- Aim of the exercise: Rewrite the data below with every "drop a marker" changed to "place a marker" and nothing else altered. Leave the pictures out of your version.

[START OF Data to process]

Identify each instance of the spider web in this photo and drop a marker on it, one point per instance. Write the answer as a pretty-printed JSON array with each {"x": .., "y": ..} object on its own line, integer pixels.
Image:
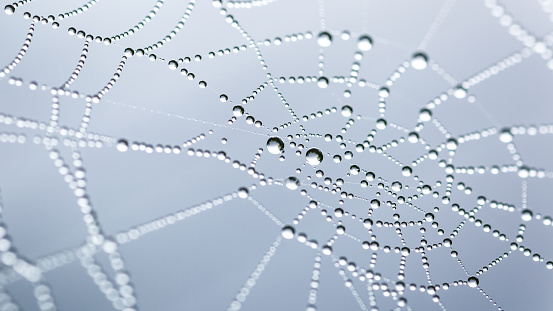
[{"x": 276, "y": 155}]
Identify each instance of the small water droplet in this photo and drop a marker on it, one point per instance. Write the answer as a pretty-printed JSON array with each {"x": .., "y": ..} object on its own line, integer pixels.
[{"x": 314, "y": 156}]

[END OF Data to process]

- Response:
Identify each instance of the spider web in this photo and place a marker on it, one point per instance. Write the answer as a pretty-printed JSON array with each {"x": .., "y": ..} object on its own line, integer pixels.
Image:
[{"x": 276, "y": 155}]
Identify each instance of the small water droplet in this photo and place a marker on it, one point per instance. Write the answer as a pretty-printed JSON array with each {"x": .., "y": ..} object on its own line, integer pixels.
[{"x": 314, "y": 156}]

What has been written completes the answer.